▸ **Instructions for the task**
Return every item below verbatim, with no changes to any character.

☆ ☆ ☆ ☆ ☆ ☆ ☆

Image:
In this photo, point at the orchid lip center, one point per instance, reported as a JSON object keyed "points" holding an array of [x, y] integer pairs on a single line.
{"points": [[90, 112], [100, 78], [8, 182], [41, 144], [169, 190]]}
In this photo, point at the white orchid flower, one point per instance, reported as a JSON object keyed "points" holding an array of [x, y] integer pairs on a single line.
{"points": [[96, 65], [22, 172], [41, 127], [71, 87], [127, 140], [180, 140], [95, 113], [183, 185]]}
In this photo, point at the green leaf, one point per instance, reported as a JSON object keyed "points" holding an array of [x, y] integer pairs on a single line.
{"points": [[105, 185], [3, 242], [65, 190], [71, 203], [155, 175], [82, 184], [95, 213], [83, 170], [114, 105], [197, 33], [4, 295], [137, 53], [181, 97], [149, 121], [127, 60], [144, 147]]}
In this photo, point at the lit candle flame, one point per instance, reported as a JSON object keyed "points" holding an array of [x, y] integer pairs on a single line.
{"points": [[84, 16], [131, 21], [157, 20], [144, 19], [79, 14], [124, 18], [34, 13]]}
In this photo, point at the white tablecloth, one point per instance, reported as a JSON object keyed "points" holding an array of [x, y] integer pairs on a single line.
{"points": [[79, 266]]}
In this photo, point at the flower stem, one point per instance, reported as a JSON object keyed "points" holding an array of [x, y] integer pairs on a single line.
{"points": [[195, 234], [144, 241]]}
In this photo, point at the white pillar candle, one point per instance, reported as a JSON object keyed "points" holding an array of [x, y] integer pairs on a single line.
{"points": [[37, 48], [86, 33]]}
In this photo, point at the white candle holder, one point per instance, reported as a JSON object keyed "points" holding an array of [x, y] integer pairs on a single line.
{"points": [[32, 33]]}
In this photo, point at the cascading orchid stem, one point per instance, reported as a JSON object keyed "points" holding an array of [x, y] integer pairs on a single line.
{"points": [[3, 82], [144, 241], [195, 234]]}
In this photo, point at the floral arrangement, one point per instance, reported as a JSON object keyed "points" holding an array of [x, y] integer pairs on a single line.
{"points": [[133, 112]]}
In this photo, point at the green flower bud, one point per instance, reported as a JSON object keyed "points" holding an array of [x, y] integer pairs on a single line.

☆ ☆ ☆ ☆ ☆ ☆ ☆

▸ **Output for this task**
Image:
In this photo, point at the orchid lip center, one point per instance, reported as a JSON object keyed "points" holding an array of [x, y] integer pairs on a single line.
{"points": [[90, 112], [100, 78], [8, 182], [41, 144], [169, 190]]}
In this photo, point at the white orchid flower, one point per instance, reported as a JSON object keyed "points" holding an array of [x, y] integer pairs on a single line.
{"points": [[96, 65], [22, 172], [41, 127], [71, 87], [127, 140], [180, 140], [95, 113], [183, 185]]}
In this photo, point at the green leaf, one point per instance, reported as a JSON object keyed "points" holding an array of [x, y] integer pairs on a single line.
{"points": [[105, 185], [3, 242], [65, 190], [71, 203], [155, 175], [82, 184], [95, 213], [83, 170], [114, 105], [197, 33], [4, 295], [137, 53], [181, 97], [149, 121], [127, 60], [144, 147]]}
In this photo, point at the lit candle flame, one point per instance, reported as a JSON object keyed "points" holding an array of [x, y] integer pairs on a single line.
{"points": [[84, 16], [131, 21], [157, 20], [144, 19], [79, 14], [124, 18], [34, 13]]}
In this photo, point at the white tablecloth, one point per instance, reported as a JSON object keyed "points" holding an array of [x, y] integer pairs on a single line.
{"points": [[79, 266]]}
In this photo, point at the flower stem, one point per instance, reported as a JSON object keyed "points" holding an array of [x, y] integer pairs on a single line.
{"points": [[195, 234], [144, 241]]}
In this photo, point at the white pillar candle, one point per instance, reported as a JSON object keyed "points" holding an array of [x, y] integer pairs on a single line.
{"points": [[37, 48], [86, 33]]}
In this photo, point at the white candle holder, one point per instance, reported as a JSON object keyed "points" holding an array of [x, y] integer pairs on a single line.
{"points": [[32, 33]]}
In this photo, point at the cascading orchid stem, one point per instance, reported as a JSON object keyed "points" holding an array of [x, y] integer pairs on a single line.
{"points": [[3, 82], [144, 241], [195, 234]]}
In this photo, point at the floral arrangement, one point per instance, reported as a JSON object keyed "points" holding an array of [x, y] integer pairs on a single line.
{"points": [[133, 112]]}
In this photo, point at the green flower bud, one point per instance, reported as a JSON object keyed "points" holding an array of [x, y] integer pairs on a single line.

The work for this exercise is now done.